SUPPLIED RECORDS ::

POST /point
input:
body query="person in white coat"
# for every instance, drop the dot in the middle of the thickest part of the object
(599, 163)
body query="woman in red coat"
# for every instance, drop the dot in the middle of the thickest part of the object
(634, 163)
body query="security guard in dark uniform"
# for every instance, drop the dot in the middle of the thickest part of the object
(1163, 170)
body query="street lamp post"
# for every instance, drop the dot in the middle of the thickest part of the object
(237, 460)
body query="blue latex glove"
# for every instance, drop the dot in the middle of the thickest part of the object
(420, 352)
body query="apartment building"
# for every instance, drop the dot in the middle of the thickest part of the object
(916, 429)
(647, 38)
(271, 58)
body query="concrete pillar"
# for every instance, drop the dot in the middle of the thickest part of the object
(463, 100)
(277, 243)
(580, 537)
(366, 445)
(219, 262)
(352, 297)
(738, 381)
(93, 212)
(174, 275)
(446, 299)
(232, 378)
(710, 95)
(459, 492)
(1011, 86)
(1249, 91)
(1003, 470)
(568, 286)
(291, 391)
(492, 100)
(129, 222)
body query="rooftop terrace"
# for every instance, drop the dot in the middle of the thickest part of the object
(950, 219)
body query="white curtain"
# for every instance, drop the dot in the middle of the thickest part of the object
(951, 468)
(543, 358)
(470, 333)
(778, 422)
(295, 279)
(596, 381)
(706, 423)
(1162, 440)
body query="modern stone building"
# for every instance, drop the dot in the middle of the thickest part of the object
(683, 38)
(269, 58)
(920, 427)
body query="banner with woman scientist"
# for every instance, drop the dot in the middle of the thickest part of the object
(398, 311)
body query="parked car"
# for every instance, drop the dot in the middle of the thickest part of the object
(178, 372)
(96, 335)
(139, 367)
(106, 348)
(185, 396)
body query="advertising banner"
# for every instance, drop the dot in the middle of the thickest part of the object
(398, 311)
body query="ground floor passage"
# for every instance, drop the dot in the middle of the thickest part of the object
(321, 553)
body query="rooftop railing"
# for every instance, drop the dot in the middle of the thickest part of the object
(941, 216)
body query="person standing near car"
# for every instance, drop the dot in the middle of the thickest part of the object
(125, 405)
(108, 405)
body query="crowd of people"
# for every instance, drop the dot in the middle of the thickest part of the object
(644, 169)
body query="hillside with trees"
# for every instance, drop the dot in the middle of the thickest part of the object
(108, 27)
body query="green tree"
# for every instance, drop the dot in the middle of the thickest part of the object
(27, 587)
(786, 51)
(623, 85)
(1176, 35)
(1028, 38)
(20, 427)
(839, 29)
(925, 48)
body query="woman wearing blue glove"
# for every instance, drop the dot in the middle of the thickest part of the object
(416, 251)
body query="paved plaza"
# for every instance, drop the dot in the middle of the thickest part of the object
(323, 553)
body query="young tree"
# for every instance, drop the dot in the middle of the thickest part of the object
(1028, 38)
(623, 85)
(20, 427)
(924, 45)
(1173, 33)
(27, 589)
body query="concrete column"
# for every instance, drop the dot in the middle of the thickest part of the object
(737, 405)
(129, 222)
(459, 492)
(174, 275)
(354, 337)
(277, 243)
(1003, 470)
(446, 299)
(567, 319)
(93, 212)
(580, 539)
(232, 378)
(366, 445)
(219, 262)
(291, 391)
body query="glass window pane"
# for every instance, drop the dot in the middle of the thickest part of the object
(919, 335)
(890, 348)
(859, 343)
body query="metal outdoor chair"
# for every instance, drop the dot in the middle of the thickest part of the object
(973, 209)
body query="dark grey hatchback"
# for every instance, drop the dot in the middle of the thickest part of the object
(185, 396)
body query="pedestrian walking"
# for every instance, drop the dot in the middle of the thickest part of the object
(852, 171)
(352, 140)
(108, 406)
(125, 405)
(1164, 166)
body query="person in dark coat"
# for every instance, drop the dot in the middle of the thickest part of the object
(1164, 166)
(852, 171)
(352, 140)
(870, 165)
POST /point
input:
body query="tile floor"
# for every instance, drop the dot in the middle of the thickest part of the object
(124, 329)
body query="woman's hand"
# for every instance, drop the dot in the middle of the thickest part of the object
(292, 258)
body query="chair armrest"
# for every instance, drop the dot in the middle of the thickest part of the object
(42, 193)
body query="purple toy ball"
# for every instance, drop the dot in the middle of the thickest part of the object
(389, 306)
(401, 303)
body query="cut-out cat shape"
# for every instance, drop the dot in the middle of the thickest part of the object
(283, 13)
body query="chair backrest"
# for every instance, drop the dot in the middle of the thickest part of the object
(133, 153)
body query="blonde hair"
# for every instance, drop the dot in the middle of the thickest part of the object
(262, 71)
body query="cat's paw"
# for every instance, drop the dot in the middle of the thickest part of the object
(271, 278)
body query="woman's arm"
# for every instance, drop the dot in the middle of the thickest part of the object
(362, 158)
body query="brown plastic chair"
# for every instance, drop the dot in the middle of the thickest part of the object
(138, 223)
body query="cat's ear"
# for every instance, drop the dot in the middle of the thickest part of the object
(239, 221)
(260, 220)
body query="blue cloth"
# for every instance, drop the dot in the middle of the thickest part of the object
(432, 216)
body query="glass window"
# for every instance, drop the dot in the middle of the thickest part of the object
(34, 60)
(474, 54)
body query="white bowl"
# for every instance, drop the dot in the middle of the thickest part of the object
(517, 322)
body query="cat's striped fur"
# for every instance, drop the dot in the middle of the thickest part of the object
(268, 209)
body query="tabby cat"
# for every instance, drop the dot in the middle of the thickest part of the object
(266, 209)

WORK TO BE COMPLETED ::
From the records, copy every line that contains the string "building". Matching is case-sensitive.

RESPONSE ::
body query="apartment building"
body query="modern stone building"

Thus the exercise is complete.